-- Begin Stored rows --
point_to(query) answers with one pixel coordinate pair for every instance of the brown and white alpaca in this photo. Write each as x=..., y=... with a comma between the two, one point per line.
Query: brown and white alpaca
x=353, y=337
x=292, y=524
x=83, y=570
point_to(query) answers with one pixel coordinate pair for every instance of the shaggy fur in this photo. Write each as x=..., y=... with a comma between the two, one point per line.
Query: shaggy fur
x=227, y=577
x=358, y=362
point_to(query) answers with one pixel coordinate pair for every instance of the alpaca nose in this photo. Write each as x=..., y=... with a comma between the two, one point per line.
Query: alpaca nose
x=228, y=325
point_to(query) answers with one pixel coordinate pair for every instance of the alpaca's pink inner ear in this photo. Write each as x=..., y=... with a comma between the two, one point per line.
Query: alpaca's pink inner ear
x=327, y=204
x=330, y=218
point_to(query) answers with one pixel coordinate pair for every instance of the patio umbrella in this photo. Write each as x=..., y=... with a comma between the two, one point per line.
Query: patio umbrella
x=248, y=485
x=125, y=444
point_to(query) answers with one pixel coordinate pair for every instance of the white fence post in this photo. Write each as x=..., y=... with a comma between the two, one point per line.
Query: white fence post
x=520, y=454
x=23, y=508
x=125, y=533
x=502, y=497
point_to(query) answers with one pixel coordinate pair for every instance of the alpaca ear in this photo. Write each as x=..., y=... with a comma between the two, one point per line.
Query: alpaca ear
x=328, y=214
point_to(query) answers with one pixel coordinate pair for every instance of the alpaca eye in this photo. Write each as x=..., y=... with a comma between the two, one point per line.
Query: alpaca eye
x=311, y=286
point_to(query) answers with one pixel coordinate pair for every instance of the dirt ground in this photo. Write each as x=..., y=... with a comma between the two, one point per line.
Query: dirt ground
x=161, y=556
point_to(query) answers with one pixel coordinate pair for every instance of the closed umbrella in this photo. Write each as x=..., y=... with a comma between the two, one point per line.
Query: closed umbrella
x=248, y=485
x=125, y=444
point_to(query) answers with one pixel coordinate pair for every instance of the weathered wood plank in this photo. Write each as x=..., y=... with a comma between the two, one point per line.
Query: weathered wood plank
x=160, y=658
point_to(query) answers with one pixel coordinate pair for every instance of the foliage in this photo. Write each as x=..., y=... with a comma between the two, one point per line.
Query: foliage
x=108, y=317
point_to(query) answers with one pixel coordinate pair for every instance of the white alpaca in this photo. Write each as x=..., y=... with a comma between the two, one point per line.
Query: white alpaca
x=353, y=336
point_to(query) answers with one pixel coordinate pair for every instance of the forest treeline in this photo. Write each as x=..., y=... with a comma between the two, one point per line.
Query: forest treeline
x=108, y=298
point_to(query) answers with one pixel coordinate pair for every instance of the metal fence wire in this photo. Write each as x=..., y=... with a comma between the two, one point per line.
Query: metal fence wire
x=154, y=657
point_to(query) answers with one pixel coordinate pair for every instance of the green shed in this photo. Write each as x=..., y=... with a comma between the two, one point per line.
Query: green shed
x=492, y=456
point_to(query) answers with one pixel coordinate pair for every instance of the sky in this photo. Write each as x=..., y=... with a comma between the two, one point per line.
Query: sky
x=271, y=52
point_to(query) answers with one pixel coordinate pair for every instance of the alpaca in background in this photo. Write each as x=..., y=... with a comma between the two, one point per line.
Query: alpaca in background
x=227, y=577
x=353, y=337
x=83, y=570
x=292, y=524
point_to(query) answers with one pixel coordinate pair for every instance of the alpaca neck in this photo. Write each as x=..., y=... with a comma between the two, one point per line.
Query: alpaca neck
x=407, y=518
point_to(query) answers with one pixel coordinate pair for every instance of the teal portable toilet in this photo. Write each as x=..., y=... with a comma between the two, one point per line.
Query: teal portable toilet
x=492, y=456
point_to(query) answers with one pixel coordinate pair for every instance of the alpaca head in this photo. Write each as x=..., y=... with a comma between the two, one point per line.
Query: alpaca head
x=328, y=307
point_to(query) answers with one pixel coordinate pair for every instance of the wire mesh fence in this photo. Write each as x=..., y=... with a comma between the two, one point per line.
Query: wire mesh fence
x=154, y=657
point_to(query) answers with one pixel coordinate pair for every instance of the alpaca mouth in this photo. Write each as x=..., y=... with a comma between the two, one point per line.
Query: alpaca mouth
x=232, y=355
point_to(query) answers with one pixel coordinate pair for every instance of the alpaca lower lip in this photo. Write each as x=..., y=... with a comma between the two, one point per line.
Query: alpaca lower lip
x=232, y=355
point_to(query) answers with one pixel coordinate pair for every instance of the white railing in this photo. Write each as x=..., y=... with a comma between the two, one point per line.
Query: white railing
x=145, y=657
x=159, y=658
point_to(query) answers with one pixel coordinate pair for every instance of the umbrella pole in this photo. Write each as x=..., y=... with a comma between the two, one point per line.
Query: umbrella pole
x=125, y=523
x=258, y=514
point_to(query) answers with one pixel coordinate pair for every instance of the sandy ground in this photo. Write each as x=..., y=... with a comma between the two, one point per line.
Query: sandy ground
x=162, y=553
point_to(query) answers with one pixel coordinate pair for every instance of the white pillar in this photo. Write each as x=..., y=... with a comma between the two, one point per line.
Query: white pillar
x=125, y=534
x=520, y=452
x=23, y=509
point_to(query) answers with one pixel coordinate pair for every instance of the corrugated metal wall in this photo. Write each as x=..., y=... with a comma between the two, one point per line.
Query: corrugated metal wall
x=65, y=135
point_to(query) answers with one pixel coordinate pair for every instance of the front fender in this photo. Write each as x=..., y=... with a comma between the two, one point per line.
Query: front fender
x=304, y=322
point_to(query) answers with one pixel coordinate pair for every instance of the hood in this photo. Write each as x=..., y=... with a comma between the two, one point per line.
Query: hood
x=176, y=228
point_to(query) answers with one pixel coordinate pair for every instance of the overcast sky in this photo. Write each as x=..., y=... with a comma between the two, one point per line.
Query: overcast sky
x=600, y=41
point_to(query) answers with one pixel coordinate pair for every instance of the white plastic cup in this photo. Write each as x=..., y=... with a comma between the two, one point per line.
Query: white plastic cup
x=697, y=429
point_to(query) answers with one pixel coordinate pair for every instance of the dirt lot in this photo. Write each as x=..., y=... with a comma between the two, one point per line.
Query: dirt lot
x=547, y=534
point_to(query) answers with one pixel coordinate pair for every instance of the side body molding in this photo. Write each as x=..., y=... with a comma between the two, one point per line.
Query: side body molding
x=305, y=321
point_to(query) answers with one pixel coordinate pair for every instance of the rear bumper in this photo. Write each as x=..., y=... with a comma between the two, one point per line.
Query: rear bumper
-- End Stored rows --
Brief: Convert all of the entries above into a JSON list of strings, with one string for each line and no blank lines.

Expected answer:
[
  "point_to(query) answers with one pixel coordinate pair for every instance of the brown and white alpaca in this photo. Write each as x=..., y=... with a comma between the two, one point per line.",
  "Query: brown and white alpaca",
  "x=353, y=337",
  "x=292, y=524",
  "x=83, y=570",
  "point_to(query) answers with one pixel coordinate pair for every instance of the shaggy fur in this photo. Write each as x=..., y=... with a comma between the two, one point per line.",
  "Query: shaggy fur",
  "x=227, y=577",
  "x=358, y=362",
  "point_to(query) answers with one pixel coordinate pair for every instance of the alpaca nose in this photo. Write each as x=..., y=... with a comma between the two, one point per line.",
  "Query: alpaca nose",
  "x=228, y=325",
  "point_to(query) answers with one pixel coordinate pair for every instance of the alpaca's pink inner ear in this photo. Write each as x=..., y=... with a comma between the two, one point per line.",
  "Query: alpaca's pink inner ear",
  "x=327, y=204",
  "x=330, y=218",
  "point_to(query) answers with one pixel coordinate pair for every instance of the patio umbrella in this photo. Write each as x=..., y=... with a comma between the two, one point per line.",
  "Query: patio umbrella",
  "x=248, y=485",
  "x=125, y=444",
  "point_to(query) answers with one pixel coordinate pair for every instance of the white fence post in this photo. Write each as x=..., y=... with a comma between the two, one point per line.",
  "Query: white fence post",
  "x=520, y=454",
  "x=23, y=508",
  "x=125, y=533",
  "x=502, y=497",
  "point_to(query) answers with one pixel coordinate pair for every instance of the alpaca ear in this photo. Write each as x=..., y=... with a comma between the two, one point per line.",
  "Query: alpaca ear",
  "x=328, y=214",
  "point_to(query) answers with one pixel coordinate pair for every instance of the alpaca eye in this photo. Write each as x=..., y=... with a comma between the two, one point per line.",
  "Query: alpaca eye",
  "x=311, y=286",
  "point_to(query) answers with one pixel coordinate pair for every instance of the dirt ground in this photo. Write each as x=..., y=... with a comma between the two, one point per line.",
  "Query: dirt ground",
  "x=161, y=556",
  "point_to(query) answers with one pixel coordinate pair for every instance of the closed umbrella in this photo. Write each as x=..., y=... with a comma between the two, one point per line.",
  "Query: closed umbrella",
  "x=248, y=485",
  "x=125, y=444",
  "point_to(query) answers with one pixel coordinate pair for every instance of the weathered wood plank in this photo. Write each as x=..., y=... with a comma between the two, one point per line.",
  "Query: weathered wood plank",
  "x=160, y=658",
  "point_to(query) answers with one pixel coordinate pair for every instance of the foliage in this photo. Write each as x=..., y=... with a comma between the two, one point per line.",
  "Query: foliage",
  "x=108, y=317",
  "point_to(query) answers with one pixel coordinate pair for every instance of the white alpaca in this photo. Write each as x=..., y=... with a comma between the two, one point per line.",
  "Query: white alpaca",
  "x=353, y=336",
  "point_to(query) answers with one pixel coordinate pair for every instance of the forest treeline in this photo. Write each as x=..., y=... with a comma between the two, one point per line.",
  "Query: forest treeline",
  "x=108, y=298",
  "point_to(query) answers with one pixel coordinate pair for every instance of the metal fence wire in this photo. Write each as x=..., y=... with a comma between the two, one point per line.",
  "Query: metal fence wire",
  "x=154, y=657",
  "point_to(query) answers with one pixel coordinate pair for every instance of the green shed in this photo. Write each as x=..., y=... with a comma between the two, one point per line.",
  "Query: green shed",
  "x=492, y=456",
  "point_to(query) answers with one pixel coordinate pair for every instance of the sky in this photo. Write each as x=..., y=... with a comma between the two, one point per line.",
  "Query: sky",
  "x=271, y=52",
  "point_to(query) answers with one pixel coordinate pair for every instance of the alpaca in background in this photo. Write each as x=..., y=... with a comma between the two, one point per line.",
  "Query: alpaca in background",
  "x=227, y=577",
  "x=353, y=337",
  "x=83, y=570",
  "x=292, y=524",
  "point_to(query) answers with one pixel coordinate pair for every instance of the alpaca neck in this photo. Write each as x=..., y=... with a comma between the two, one point per line.",
  "Query: alpaca neck",
  "x=407, y=518",
  "point_to(query) answers with one pixel coordinate pair for every instance of the teal portable toilet in this photo. Write each as x=..., y=... with a comma between the two, one point per line.",
  "Query: teal portable toilet",
  "x=492, y=456",
  "point_to(query) answers with one pixel coordinate pair for every instance of the alpaca head in this photo. Write each as x=..., y=... with a comma between the two, one point per line.",
  "Query: alpaca head",
  "x=328, y=307",
  "point_to(query) answers with one pixel coordinate pair for every instance of the wire mesh fence in this photo. Write each as x=..., y=... with a comma between the two, one point per line.",
  "Query: wire mesh fence",
  "x=154, y=657",
  "point_to(query) answers with one pixel coordinate pair for every instance of the alpaca mouth in this photo. Write each as x=..., y=... with a comma between the two, one point per line.",
  "Query: alpaca mouth",
  "x=232, y=355",
  "point_to(query) answers with one pixel coordinate pair for every instance of the alpaca lower lip in this photo. Write each as x=..., y=... with a comma between the two, one point per line.",
  "Query: alpaca lower lip",
  "x=232, y=355",
  "point_to(query) answers with one pixel coordinate pair for every instance of the white railing in this photo. Write each as x=..., y=... with a comma between the two, one point per line.",
  "Query: white railing",
  "x=145, y=657",
  "x=159, y=658",
  "point_to(query) answers with one pixel coordinate pair for every instance of the umbrella pole in this photo. Write each as x=..., y=... with a comma between the two, one point per line.",
  "Query: umbrella pole",
  "x=125, y=523",
  "x=258, y=514",
  "point_to(query) answers with one pixel coordinate pair for every instance of the sandy ground in this photo. Write each as x=..., y=... with a comma between the two, one point per line.",
  "Query: sandy ground",
  "x=162, y=553",
  "point_to(query) answers with one pixel coordinate pair for every instance of the white pillar in this photo. Write each as x=..., y=... with a comma between the two, one point per line.",
  "Query: white pillar",
  "x=125, y=534",
  "x=520, y=452",
  "x=23, y=509",
  "point_to(query) answers with one pixel coordinate pair for every instance of the corrugated metal wall in this photo. Write each as x=..., y=... with a comma between the two, one point per line.",
  "Query: corrugated metal wall",
  "x=65, y=135",
  "point_to(query) answers with one pixel coordinate pair for every instance of the front fender in this photo. Write each as x=..., y=... with a comma between the two, one point per line.",
  "Query: front fender",
  "x=304, y=322",
  "point_to(query) answers with one pixel coordinate pair for every instance of the hood in this photo. Write each as x=..., y=... with a comma between the two, one point per line.",
  "Query: hood",
  "x=176, y=228",
  "point_to(query) answers with one pixel coordinate pair for every instance of the overcast sky in this photo. Write each as x=..., y=... with a comma between the two, one point per line.",
  "Query: overcast sky",
  "x=600, y=41",
  "point_to(query) answers with one pixel coordinate pair for every instance of the white plastic cup in this photo. Write each as x=..., y=... with a comma between the two, one point per line.",
  "Query: white plastic cup",
  "x=697, y=429",
  "point_to(query) answers with one pixel coordinate pair for every instance of the dirt lot in this photo. Write each as x=..., y=... with a comma between the two, one point per line.",
  "Query: dirt lot",
  "x=547, y=534",
  "point_to(query) answers with one pixel coordinate pair for every instance of the side body molding in this photo. Write each as x=..., y=... with a comma between the two, one point per line.",
  "Query: side body molding",
  "x=305, y=321",
  "point_to(query) answers with one pixel coordinate pair for every instance of the rear bumper in this photo. Write each as x=..., y=... with a comma between the two, one point per line.",
  "Query: rear bumper"
]